Source extract:

Boro v. Superior Court

163 Cal. App. 3d 1224, 210 Cal. Rptr. 122 (1985)

 

RULE:

A victim need not be totally and physically unconscious in order that Cal. Penal Code § 261(4) apply.

FACTS:

Appellant was arrested on charges that he deceived the victim that she needed to have sexual intercourse with him in order to cure an infectious disease she had allegedly contracted. Appellant moved to dismiss the charge under Cal. Penal Code § 261(4), on the grounds that the victim was conscious of the nature of the act. The trial court denied the motion, and appellant sought a writ of prohibition. The court granted the writ.

ISSUE:

Should the charge of rape prosper considering the victim consented to the sexual act?

ANSWER:

No.

What you need to do:
#1 Condense the paragraph of the case brief that begins "Appellant was arrested on charges" into a short bulleted list that keeps its main facts.
#2 According to the case brief, how did the trial court rule on the appellant's motion to dismiss?
#3 Write the next part of the case brief, continuing on from its final line.
The items after this point are separate material, unrelated to the case brief.

Records:
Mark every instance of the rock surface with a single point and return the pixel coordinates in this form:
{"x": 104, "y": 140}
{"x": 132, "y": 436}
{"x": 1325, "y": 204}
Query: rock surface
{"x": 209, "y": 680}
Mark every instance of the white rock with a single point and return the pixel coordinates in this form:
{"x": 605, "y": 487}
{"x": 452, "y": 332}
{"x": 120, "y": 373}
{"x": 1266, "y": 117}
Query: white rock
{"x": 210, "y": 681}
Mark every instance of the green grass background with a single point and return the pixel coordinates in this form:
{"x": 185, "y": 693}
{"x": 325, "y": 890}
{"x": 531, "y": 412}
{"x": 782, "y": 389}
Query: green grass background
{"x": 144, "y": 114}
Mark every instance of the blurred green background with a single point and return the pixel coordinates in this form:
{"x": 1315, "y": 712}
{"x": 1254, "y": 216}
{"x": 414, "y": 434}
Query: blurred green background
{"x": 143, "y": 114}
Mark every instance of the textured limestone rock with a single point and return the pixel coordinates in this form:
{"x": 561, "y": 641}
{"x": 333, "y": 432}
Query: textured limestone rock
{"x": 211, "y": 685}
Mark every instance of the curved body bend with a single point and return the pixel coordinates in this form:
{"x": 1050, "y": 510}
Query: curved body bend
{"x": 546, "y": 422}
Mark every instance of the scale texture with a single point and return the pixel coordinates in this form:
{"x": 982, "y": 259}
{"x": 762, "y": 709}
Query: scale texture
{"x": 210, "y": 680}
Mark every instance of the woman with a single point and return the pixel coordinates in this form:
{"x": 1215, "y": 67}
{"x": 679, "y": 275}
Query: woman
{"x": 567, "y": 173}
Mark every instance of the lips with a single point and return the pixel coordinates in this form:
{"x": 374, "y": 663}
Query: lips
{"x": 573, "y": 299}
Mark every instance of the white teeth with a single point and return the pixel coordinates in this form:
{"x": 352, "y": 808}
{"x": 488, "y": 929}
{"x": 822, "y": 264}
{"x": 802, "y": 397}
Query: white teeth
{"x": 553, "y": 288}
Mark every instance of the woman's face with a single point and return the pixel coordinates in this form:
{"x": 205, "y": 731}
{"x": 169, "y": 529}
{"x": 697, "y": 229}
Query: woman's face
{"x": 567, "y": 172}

Exercise results:
#1
- Appellant was arrested for deceiving the victim into believing that sex with him would cure an infectious disease she had supposedly contracted.
- He moved to dismiss the charge under Cal. Penal Code § 261(4), arguing that the victim was conscious of the nature of the act.
- The trial court denied the motion.
- Appellant sought a writ of prohibition, and the court granted it.

#2 The trial court denied the motion.

#3
CONCLUSION:

The court ruled that, under the clear language of § 261(4), appellant was not guilty of this crime because the victim was aware of the nature of the act when she agreed to have intercourse with him. While the court noted that appellant deceived her into believing that intercourse was the only way she could cure her illness, the fact remained she was aware that she was agreeing to have intercourse with appellant. In so ruling, the court distinguished between other cases involving situations where the victims' mental capacity made it unlikely that they were aware they were engaging in intercourse. Moreover, the court observed that appellant's misconduct may have violated some other statute, but held it did not meet the requirements of § 261(4).